Compiti da svolgere
[1] Nell'articolo sulle pensioni, riscrivi il tratto che inizia con le parole contenenti "Novembre 22, 2025" e termina con "uscita dal lavoro.", sostituendo "seminario" con "convegno".
[2] Riporta tutte le frasi che l'articolo sulle pensioni attribuisce a Paolo Ricotti tra virgolette.
[3] Prosegui l'articolo sulle pensioni dal punto in cui si ferma.

Flessibilità e pensione minima: la proposta di Ricotti per una previdenza più equa

Flessibilità e pensione minima: la proposta di Ricotti per una previdenza più equa

Flessibilità e pensione minima: la proposta di Ricotti per una previdenza più equa

Matteo Rigamonti

Novembre 22, 2025

Roma, 22 novembre 2025 – Il tema delle pensioni torna a far discutere, questa volta con un appello diretto ai legislatori: “Si è parlato molto negli ultimi anni, ma si è fatto poco, soprattutto per chi ha redditi medio-bassi”. Così ha esordito Paolo Ricotti, presidente nazionale del Patronato Acli, intervenuto ieri mattina al seminario “Previdenza Next Gen” nella sede romana dell’associazione, rilanciando la questione della flessibilità in uscita dal lavoro.

Pensioni: la flessibilità che manca

Per Ricotti, la trasformazione dal sistema retributivo a quello contributivo ha lasciato in sospeso un punto cruciale: la possibilità di scegliere quando andare in pensione. “Il sistema contributivo ha sostituito quello retributivo, ma senza introdurre una vera flessibilità”, ha detto il presidente del Patronato Acli. Finora, ha aggiunto, “la flessibilità concessa è stata rigida e riservata soprattutto a chi ha redditi più alti”. In pratica, le uscite anticipate restano un privilegio di pochi, mentre la maggior parte dei lavoratori – soprattutto chi ha carriere discontinue o salari bassi – si trova a dover seguire regole poco flessibili e lontane dalle proprie esigenze.

Estratti dei dati
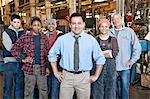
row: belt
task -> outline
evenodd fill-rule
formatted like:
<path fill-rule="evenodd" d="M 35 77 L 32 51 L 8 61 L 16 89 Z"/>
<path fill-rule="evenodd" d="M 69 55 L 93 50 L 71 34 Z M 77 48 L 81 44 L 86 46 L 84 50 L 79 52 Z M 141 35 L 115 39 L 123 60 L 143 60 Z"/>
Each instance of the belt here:
<path fill-rule="evenodd" d="M 83 73 L 83 72 L 86 72 L 86 71 L 68 71 L 68 70 L 66 70 L 66 69 L 63 69 L 63 70 L 65 70 L 65 71 L 67 71 L 67 72 L 69 72 L 69 73 L 73 73 L 73 74 L 81 74 L 81 73 Z"/>

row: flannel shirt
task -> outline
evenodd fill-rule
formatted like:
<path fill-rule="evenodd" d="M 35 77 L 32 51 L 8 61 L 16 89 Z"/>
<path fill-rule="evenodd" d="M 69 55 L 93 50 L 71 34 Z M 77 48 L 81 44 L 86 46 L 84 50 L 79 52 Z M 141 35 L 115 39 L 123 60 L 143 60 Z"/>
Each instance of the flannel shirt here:
<path fill-rule="evenodd" d="M 45 74 L 46 67 L 48 67 L 48 38 L 46 35 L 41 34 L 41 53 L 39 55 L 41 56 L 41 64 L 40 64 L 40 72 L 41 74 Z M 22 61 L 22 59 L 25 59 L 26 57 L 32 57 L 33 63 L 24 63 L 22 66 L 22 69 L 27 74 L 33 74 L 33 65 L 34 62 L 34 41 L 33 41 L 33 35 L 32 31 L 30 33 L 26 33 L 22 35 L 16 43 L 13 45 L 11 49 L 12 55 L 18 60 Z"/>

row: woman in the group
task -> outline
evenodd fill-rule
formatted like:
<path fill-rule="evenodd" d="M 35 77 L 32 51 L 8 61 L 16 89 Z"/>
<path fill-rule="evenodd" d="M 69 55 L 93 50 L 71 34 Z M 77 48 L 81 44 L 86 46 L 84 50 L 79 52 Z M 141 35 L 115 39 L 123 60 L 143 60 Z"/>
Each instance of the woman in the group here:
<path fill-rule="evenodd" d="M 96 39 L 106 58 L 105 65 L 98 80 L 92 84 L 93 99 L 114 99 L 116 87 L 115 57 L 118 54 L 117 39 L 109 35 L 110 22 L 100 19 L 98 22 L 99 35 Z"/>
<path fill-rule="evenodd" d="M 18 61 L 23 62 L 25 99 L 32 99 L 36 83 L 39 89 L 39 99 L 48 99 L 46 77 L 49 74 L 48 38 L 40 30 L 40 18 L 32 17 L 31 31 L 22 35 L 11 50 L 12 55 Z"/>

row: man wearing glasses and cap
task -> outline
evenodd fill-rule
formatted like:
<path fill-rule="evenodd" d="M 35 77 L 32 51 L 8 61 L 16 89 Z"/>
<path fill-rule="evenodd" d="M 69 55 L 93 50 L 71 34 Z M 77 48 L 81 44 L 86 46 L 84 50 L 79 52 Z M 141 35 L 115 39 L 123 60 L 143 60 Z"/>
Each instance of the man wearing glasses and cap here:
<path fill-rule="evenodd" d="M 47 20 L 47 32 L 46 32 L 46 35 L 47 35 L 47 37 L 49 39 L 49 49 L 51 49 L 51 47 L 55 43 L 56 39 L 59 36 L 63 35 L 63 33 L 61 31 L 56 30 L 56 27 L 57 27 L 56 19 L 48 19 Z M 51 68 L 50 68 L 50 71 L 51 71 L 51 74 L 50 74 L 50 76 L 48 76 L 48 95 L 49 95 L 50 99 L 58 99 L 59 98 L 60 82 L 54 76 Z"/>

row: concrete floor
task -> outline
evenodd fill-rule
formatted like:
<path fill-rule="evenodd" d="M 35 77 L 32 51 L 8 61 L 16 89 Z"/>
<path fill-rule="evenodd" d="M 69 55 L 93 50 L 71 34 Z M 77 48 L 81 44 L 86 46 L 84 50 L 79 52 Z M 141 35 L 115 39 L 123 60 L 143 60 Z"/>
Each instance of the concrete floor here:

Risultati in ordine
[1]
Novembre 22, 2025

Roma, 22 novembre 2025 – Il tema delle pensioni torna a far discutere, questa volta con un appello diretto ai legislatori: “Si è parlato molto negli ultimi anni, ma si è fatto poco, soprattutto per chi ha redditi medio-bassi”. Così ha esordito Paolo Ricotti, presidente nazionale del Patronato Acli, intervenuto ieri mattina al convegno “Previdenza Next Gen” nella sede romana dell’associazione, rilanciando la questione della flessibilità in uscita dal lavoro.

[2]
- "Si è parlato molto negli ultimi anni, ma si è fatto poco, soprattutto per chi ha redditi medio-bassi"
- "Il sistema contributivo ha sostituito quello retributivo, ma senza introdurre una vera flessibilità"
- "la flessibilità concessa è stata rigida e riservata soprattutto a chi ha redditi più alti"

[3]
L’idea di uscire tra i 63 e i 65 anni

Nel suo intervento, Ricotti ha rilanciato la proposta di un vero e proprio “pacchetto flessibilità”. L’obiettivo è permettere di andare in pensione tra i 63 e i 65 anni, a patto di aver versato almeno 20 anni di contributi. Un passo avanti rispetto alla riforma Dini, che però – spiega Ricotti – dovrebbe prevedere “una riduzione sull’assegno, lasciando però a ciascuno la scelta di bilanciare tempo libero e reddito”. Insomma, una decisione personale che tenga conto delle diverse storie lavorative e delle esigenze di vita. “Questa è la vera flessibilità, che nel sistema contributivo è possibile ma oggi di fatto non c’è”, ha ribadito davanti a sindacalisti, esperti e istituzioni.

Le misure sperimentali? Pochi risultati

I numeri, per Ricotti, sono chiari. Le misure sperimentali degli ultimi anni – come Quota 103 – hanno inciso poco. “Nel 2024, Quota 103 è stata scelta da appena 1.100 persone in tutta Italia”, ha ricordato il presidente del Patronato Acli. Un dato che dimostra come “non fosse davvero un’opzione accessibile”. Le condizioni richieste – un’età elevata e almeno 41 anni di contributi – hanno escluso quasi tutti, soprattutto chi ha avuto carriere spezzettate o periodi di disoccupazione.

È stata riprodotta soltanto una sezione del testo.